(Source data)
══════════
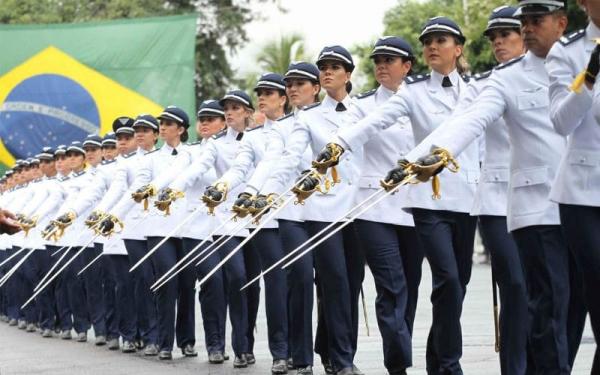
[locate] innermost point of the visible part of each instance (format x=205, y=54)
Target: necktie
x=446, y=82
x=340, y=107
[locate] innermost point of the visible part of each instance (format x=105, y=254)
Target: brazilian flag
x=60, y=82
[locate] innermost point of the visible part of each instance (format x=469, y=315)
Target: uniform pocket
x=369, y=182
x=491, y=175
x=536, y=99
x=530, y=190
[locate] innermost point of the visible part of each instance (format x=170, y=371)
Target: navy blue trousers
x=3, y=255
x=180, y=291
x=14, y=287
x=212, y=297
x=339, y=262
x=76, y=291
x=267, y=246
x=253, y=267
x=37, y=266
x=28, y=276
x=63, y=309
x=556, y=307
x=118, y=271
x=581, y=228
x=508, y=271
x=235, y=276
x=447, y=239
x=300, y=279
x=110, y=300
x=145, y=300
x=93, y=284
x=395, y=258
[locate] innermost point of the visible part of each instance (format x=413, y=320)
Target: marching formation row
x=115, y=234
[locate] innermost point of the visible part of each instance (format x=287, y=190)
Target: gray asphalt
x=29, y=353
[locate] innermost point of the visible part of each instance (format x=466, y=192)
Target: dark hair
x=348, y=87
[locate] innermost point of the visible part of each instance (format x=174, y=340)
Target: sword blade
x=211, y=246
x=297, y=249
x=339, y=228
x=165, y=239
x=191, y=252
x=37, y=292
x=90, y=264
x=54, y=266
x=15, y=268
x=254, y=233
x=57, y=251
x=12, y=256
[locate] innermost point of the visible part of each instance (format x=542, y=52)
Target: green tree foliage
x=220, y=26
x=407, y=18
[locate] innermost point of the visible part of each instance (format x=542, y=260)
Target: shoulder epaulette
x=366, y=94
x=129, y=155
x=416, y=78
x=509, y=62
x=311, y=106
x=219, y=134
x=483, y=75
x=565, y=40
x=291, y=114
x=253, y=129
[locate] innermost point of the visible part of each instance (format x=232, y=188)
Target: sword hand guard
x=262, y=204
x=214, y=195
x=27, y=223
x=328, y=157
x=164, y=199
x=94, y=218
x=307, y=184
x=241, y=206
x=108, y=226
x=143, y=194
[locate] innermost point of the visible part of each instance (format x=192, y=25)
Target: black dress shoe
x=279, y=366
x=304, y=370
x=165, y=355
x=151, y=350
x=216, y=358
x=240, y=362
x=346, y=371
x=128, y=347
x=328, y=367
x=189, y=351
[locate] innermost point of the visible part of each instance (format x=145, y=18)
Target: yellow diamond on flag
x=51, y=98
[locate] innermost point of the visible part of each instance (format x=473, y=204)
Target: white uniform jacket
x=517, y=90
x=158, y=168
x=277, y=141
x=202, y=224
x=218, y=154
x=381, y=154
x=315, y=126
x=578, y=178
x=427, y=104
x=251, y=152
x=491, y=194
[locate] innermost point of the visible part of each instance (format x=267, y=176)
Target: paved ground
x=28, y=353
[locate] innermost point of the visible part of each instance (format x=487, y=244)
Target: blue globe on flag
x=46, y=110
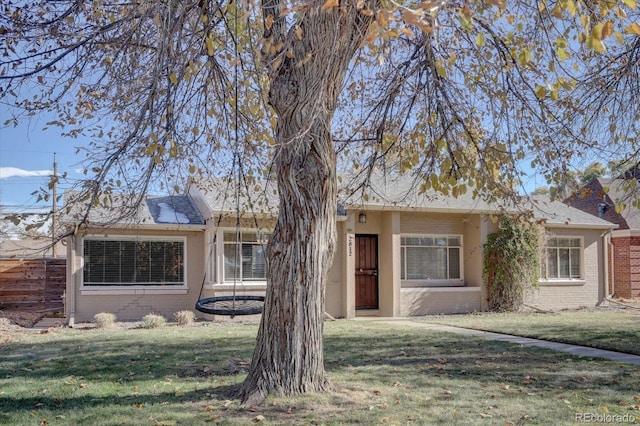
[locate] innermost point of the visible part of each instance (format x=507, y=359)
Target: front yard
x=614, y=329
x=384, y=374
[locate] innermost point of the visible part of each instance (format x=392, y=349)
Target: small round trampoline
x=231, y=305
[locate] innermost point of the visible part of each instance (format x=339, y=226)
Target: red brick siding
x=626, y=266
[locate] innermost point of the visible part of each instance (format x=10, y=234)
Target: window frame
x=447, y=282
x=216, y=263
x=125, y=287
x=544, y=278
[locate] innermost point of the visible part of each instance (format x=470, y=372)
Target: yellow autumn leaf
x=209, y=43
x=633, y=28
x=563, y=54
x=602, y=30
x=330, y=3
x=440, y=69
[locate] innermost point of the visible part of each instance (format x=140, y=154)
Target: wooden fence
x=32, y=284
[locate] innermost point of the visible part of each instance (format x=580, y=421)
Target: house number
x=350, y=245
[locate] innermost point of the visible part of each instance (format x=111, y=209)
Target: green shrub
x=512, y=262
x=153, y=321
x=104, y=320
x=184, y=318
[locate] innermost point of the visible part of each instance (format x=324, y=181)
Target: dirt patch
x=21, y=318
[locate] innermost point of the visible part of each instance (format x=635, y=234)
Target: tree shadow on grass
x=187, y=371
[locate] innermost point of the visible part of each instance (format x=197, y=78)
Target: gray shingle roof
x=618, y=192
x=169, y=210
x=395, y=193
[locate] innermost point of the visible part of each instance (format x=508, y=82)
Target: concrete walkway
x=561, y=347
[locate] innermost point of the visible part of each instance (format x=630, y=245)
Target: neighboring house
x=398, y=254
x=599, y=197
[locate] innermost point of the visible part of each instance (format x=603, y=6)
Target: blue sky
x=26, y=162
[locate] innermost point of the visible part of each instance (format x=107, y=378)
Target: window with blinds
x=110, y=262
x=563, y=258
x=244, y=256
x=431, y=258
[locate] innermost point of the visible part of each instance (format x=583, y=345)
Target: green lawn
x=384, y=374
x=615, y=331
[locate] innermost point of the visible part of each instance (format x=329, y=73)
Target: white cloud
x=7, y=172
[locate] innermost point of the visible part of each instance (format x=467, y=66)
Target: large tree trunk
x=288, y=358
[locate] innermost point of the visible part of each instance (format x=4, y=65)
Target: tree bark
x=288, y=357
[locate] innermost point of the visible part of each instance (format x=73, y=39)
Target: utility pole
x=54, y=210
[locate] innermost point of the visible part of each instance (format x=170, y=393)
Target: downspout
x=606, y=240
x=613, y=265
x=71, y=281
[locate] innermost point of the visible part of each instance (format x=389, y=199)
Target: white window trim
x=215, y=263
x=544, y=281
x=128, y=289
x=455, y=282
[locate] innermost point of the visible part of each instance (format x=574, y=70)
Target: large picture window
x=431, y=258
x=111, y=262
x=244, y=257
x=562, y=258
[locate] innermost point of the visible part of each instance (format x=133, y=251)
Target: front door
x=366, y=271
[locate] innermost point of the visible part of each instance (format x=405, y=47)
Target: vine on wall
x=512, y=262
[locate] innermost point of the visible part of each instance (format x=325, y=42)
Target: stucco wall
x=129, y=304
x=572, y=294
x=443, y=300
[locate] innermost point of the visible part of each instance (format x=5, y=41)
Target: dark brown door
x=366, y=272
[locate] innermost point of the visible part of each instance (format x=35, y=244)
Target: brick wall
x=626, y=266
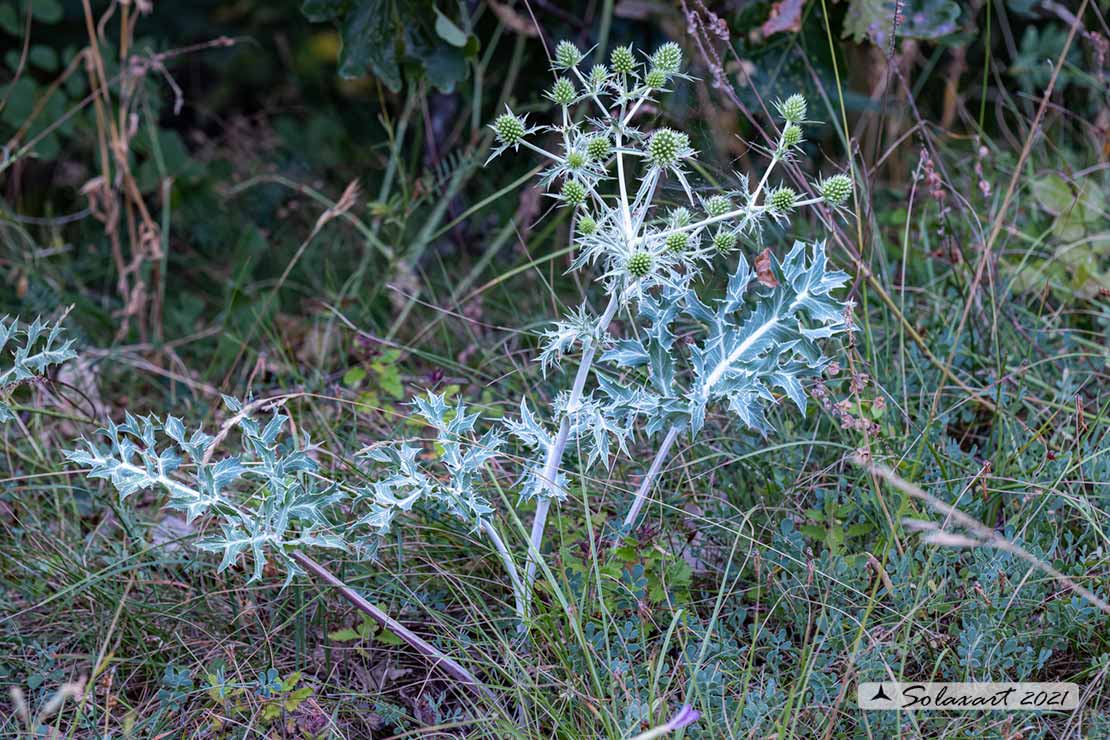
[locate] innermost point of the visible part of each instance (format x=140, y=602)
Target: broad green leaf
x=369, y=43
x=47, y=11
x=1053, y=194
x=447, y=30
x=319, y=11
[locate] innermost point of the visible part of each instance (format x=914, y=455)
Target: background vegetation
x=269, y=198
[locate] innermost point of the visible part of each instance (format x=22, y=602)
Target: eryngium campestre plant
x=271, y=498
x=27, y=352
x=651, y=257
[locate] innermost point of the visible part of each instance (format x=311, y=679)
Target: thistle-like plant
x=27, y=352
x=651, y=255
x=270, y=502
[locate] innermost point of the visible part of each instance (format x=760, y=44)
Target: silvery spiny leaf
x=29, y=357
x=593, y=428
x=533, y=435
x=578, y=327
x=405, y=483
x=284, y=507
x=745, y=355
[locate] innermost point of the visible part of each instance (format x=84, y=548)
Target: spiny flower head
x=639, y=263
x=665, y=147
x=599, y=148
x=781, y=200
x=667, y=58
x=655, y=79
x=717, y=205
x=724, y=241
x=566, y=56
x=678, y=218
x=791, y=135
x=575, y=159
x=677, y=242
x=793, y=109
x=623, y=60
x=508, y=128
x=574, y=193
x=836, y=190
x=563, y=91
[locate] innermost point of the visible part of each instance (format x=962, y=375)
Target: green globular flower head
x=566, y=56
x=639, y=264
x=791, y=135
x=563, y=91
x=599, y=148
x=676, y=243
x=508, y=128
x=724, y=242
x=655, y=79
x=667, y=58
x=836, y=190
x=665, y=147
x=781, y=200
x=793, y=109
x=574, y=193
x=717, y=205
x=623, y=60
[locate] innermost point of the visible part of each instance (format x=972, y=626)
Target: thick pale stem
x=514, y=575
x=413, y=640
x=555, y=452
x=645, y=485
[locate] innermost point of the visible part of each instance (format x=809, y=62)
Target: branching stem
x=434, y=655
x=554, y=458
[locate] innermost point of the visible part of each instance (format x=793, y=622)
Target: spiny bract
x=781, y=200
x=793, y=109
x=566, y=56
x=574, y=192
x=508, y=128
x=665, y=147
x=563, y=91
x=836, y=190
x=623, y=60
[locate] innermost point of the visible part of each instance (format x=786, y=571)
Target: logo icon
x=880, y=695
══════════
● Assigned task
Transcribe exactly, and only, the lines from the one with "Target: eryngium campestre plant" through the last line of the data.

● Response area
Target: eryngium campestre plant
x=271, y=498
x=27, y=352
x=651, y=257
[locate] innermost point of the visible part of each instance (format x=311, y=679)
Target: thistle-like plant
x=27, y=352
x=651, y=255
x=270, y=502
[locate] innermost point of the visible part of each instance (format x=760, y=44)
Target: silvery spiny leaf
x=29, y=357
x=593, y=428
x=533, y=435
x=578, y=327
x=405, y=483
x=284, y=507
x=745, y=355
[locate] innermost point of the visible part of each instance (format x=84, y=548)
Target: spiny flower head
x=639, y=263
x=665, y=147
x=599, y=148
x=781, y=200
x=667, y=58
x=655, y=79
x=717, y=205
x=724, y=241
x=566, y=56
x=678, y=218
x=791, y=135
x=575, y=159
x=677, y=242
x=793, y=109
x=623, y=60
x=508, y=128
x=574, y=193
x=836, y=190
x=563, y=91
[locate] innermost point of the visible part of each instance (format x=962, y=375)
Target: green globular flower head
x=566, y=56
x=639, y=264
x=791, y=135
x=563, y=91
x=599, y=148
x=676, y=243
x=508, y=128
x=724, y=242
x=655, y=79
x=667, y=58
x=836, y=190
x=665, y=147
x=781, y=200
x=793, y=109
x=574, y=193
x=717, y=205
x=623, y=60
[locate] innermost point of the visible part of each instance (format x=972, y=626)
Target: thick pale stem
x=514, y=575
x=413, y=640
x=555, y=452
x=645, y=485
[locate] innermost point of the visible part of each instance (format x=809, y=62)
Target: branching stem
x=434, y=655
x=554, y=458
[locate] innermost point of the visible part of each instance (format x=793, y=622)
Target: spiny bract
x=781, y=200
x=793, y=109
x=566, y=56
x=574, y=192
x=508, y=128
x=665, y=147
x=563, y=91
x=836, y=190
x=623, y=60
[locate] innermost point of the visible part of each instance (format x=786, y=571)
Target: logo icon
x=880, y=695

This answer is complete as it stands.